=== Quoted passage ===

This article was published:

Norman Edward Thomas Jones (1904-1972), businessman, was born on 2 August 1904 at Petersham, Sydney, son of Edward Jacob Jones, commercial traveller, and his wife Eliza Esther, née Swain, both Australian born. Following Edward's death in 1906, the family moved to Newcastle, New South Wales. Educated at Hamilton and Cooks Hill high schools, Norman studied part time at Newcastle Technical College (Dip.Chem., 1925) where he won a bronze medal for the highest academic results in chemistry in the State's technical colleges. At St Andrew's Presbyterian Church, Newcastle, on 17 November 1928 he married Mabel Elizabeth Swainson.

=== Record excerpts ===

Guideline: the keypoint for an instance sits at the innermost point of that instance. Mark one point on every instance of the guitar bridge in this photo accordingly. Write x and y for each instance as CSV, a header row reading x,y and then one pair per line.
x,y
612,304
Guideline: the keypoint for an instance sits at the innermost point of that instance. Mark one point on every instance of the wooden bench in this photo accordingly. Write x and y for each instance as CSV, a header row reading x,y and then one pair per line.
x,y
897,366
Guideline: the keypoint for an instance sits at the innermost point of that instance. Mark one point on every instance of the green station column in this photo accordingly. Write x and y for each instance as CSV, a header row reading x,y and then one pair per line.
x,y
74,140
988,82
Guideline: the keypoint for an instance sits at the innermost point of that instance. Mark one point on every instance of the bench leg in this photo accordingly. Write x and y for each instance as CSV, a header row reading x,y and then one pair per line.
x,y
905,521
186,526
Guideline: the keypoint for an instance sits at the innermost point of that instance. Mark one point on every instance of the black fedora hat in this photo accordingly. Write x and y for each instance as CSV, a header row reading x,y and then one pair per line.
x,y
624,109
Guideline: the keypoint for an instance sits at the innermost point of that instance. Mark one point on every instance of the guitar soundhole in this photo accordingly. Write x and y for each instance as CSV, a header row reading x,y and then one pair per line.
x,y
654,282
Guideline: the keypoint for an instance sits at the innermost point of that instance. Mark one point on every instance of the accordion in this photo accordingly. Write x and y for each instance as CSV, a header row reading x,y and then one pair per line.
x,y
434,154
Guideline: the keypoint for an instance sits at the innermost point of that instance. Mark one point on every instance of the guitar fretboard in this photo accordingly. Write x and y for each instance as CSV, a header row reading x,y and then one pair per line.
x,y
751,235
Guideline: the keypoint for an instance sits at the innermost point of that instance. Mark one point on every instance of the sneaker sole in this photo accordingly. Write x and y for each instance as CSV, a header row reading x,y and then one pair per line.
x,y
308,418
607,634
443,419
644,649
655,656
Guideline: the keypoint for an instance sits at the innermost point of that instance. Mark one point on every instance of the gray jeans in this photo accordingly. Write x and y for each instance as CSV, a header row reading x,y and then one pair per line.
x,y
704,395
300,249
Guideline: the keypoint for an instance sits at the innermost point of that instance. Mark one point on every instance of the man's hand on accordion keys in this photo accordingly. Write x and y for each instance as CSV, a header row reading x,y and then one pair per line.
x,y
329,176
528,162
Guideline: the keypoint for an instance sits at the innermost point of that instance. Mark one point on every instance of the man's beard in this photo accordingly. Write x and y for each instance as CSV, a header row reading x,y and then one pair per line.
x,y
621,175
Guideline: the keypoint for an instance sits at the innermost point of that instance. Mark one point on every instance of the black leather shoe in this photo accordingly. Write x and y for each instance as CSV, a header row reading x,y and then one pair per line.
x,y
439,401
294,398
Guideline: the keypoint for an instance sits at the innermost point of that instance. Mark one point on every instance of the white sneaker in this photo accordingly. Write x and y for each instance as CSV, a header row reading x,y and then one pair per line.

===

## Brief
Repeat the passage of the Norman Jones biography word for word, beginning at the words "This article was" and stopping after "Mabel Elizabeth Swainson.".

## Answer in full
This article was published:

Norman Edward Thomas Jones (1904-1972), businessman, was born on 2 August 1904 at Petersham, Sydney, son of Edward Jacob Jones, commercial traveller, and his wife Eliza Esther, née Swain, both Australian born. Following Edward's death in 1906, the family moved to Newcastle, New South Wales. Educated at Hamilton and Cooks Hill high schools, Norman studied part time at Newcastle Technical College (Dip.Chem., 1925) where he won a bronze medal for the highest academic results in chemistry in the State's technical colleges. At St Andrew's Presbyterian Church, Newcastle, on 17 November 1928 he married Mabel Elizabeth Swainson.